PAGE EXCERPT:
────

Transfer companies also offer substantial customer potential for educational
and qualification institutions. Transfer service providers, therefore, influence
tendencies and contribute concepts and ideas to the overall vocational training
market.
6.6.6. Innovation and effectiveness
Whereas other transfer service providers extensively use workshops and other
group activities, Silberstreif sees individual consultation as the only way to
assess accurately clients’ characteristics, skills and needs, and thus fit supporting
measures to the individual. Also notable is the strict division of tasks in the
transfer company. Personal advisers are only involved in counselling and do not
carry out training or qualification. A high level of specialisation and familiarity with
the individual case is thus ensured.
Silberstreif carries out its own research on regional labour markets and
structures its activities in regional ‘job clusters’. These are attempts to identify
precisely the scope and level of local labour market demand. The insights gained
here are then used to inform the respective guidance and counselling measures.
One obstacle to optimising impact is that the transfer service provider is not
involved in drawing up the social plan. This means the provider has no say in the
selection of services offered or in defining the monetary benefits transfer
company members receive. High additional payments above structural short-time
work benefits often create poor incentives for leaving the transfer company, since
prospective employers often offer lower wages than the former employer.

────

(Point annotation records)
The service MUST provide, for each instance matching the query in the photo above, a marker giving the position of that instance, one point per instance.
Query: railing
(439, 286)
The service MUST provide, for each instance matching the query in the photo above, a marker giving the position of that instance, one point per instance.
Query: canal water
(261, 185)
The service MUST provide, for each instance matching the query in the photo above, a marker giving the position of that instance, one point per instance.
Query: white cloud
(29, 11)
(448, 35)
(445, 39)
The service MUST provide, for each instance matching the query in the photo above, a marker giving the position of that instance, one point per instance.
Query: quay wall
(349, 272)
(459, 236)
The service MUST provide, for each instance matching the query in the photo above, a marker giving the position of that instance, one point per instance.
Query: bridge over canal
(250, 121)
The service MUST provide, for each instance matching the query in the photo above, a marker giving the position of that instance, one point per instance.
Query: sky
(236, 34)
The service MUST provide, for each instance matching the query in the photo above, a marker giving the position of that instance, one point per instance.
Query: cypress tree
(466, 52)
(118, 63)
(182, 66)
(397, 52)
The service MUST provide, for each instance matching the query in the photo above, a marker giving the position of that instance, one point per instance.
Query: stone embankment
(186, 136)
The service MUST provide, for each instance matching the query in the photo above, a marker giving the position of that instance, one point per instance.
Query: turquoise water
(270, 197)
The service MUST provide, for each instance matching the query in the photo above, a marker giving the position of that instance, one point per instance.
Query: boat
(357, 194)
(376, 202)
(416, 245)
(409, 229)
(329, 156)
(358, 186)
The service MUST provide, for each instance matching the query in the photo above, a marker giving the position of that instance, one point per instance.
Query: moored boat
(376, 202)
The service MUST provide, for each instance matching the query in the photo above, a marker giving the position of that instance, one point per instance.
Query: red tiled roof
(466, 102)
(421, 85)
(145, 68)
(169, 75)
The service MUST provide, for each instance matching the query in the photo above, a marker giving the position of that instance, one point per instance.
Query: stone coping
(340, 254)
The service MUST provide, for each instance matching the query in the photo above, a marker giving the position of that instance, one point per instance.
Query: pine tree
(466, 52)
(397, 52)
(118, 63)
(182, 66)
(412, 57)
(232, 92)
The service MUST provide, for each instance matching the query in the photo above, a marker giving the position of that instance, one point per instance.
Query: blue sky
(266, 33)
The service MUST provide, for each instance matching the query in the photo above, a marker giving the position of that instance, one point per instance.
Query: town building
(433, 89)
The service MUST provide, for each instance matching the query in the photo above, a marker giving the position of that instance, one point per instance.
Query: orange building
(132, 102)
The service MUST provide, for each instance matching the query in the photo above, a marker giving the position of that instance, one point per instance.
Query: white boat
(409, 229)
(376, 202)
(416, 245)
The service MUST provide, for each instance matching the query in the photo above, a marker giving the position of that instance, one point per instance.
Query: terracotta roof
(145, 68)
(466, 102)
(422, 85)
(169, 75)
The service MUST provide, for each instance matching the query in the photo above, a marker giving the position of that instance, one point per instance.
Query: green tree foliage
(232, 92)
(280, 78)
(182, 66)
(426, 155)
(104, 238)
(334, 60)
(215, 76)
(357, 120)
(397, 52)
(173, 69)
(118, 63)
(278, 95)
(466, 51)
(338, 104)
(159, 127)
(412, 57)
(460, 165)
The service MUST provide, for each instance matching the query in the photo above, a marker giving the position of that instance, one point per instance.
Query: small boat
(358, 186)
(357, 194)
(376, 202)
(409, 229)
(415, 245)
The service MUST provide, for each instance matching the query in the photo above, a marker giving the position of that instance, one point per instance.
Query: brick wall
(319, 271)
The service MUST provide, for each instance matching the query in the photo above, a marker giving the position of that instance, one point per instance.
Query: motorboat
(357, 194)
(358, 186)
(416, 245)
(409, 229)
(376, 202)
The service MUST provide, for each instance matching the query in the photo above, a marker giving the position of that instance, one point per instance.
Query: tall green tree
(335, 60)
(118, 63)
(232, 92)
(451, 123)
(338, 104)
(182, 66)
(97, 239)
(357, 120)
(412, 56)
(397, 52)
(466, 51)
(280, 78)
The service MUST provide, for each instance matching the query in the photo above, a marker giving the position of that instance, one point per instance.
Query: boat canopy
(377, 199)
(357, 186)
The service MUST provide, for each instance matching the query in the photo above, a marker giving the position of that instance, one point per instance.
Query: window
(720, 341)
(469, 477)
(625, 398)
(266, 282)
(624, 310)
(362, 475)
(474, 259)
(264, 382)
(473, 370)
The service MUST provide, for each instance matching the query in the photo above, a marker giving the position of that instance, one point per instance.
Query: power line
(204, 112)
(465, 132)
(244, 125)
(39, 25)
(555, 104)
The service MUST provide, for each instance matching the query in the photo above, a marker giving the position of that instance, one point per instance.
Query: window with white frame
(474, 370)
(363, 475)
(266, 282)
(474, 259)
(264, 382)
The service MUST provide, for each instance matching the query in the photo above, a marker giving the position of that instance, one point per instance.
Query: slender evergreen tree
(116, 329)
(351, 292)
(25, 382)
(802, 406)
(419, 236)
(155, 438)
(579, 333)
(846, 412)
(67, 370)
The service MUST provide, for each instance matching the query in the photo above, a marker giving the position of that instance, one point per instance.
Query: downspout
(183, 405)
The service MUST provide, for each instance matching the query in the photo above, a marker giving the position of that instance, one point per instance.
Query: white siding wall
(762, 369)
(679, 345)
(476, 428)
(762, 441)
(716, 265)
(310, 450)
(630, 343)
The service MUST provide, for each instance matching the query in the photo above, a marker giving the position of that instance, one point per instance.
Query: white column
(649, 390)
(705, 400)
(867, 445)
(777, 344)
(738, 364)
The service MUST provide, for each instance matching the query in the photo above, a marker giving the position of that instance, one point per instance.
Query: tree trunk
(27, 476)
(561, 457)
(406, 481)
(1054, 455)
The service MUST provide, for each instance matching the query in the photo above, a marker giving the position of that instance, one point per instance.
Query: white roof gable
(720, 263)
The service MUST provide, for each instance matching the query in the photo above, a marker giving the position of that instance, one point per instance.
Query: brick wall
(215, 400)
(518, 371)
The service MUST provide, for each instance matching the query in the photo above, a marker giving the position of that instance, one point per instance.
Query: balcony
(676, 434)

────

INSTRUCTIONS:
1 – Which lines of the records contain the word "window"? Return each of those lines in full.
2 – Can you continue the passage on Silberstreif and transfer companies past its last sentence?

RESULTS:
1 –
Query: window
Query: window with white frame

2 –
The selection of service providers is a general point of criticism: often, cheap
providers are preferred without assessing the actual quality of the transfer
services offered. Further, problematic points are the highly bureaucratic and time-
consuming processes when applying for public funding and the unwillingness of
companies to devise long-term strategies for human resources development,
generally leading to a purely reactive, situation-driven policy.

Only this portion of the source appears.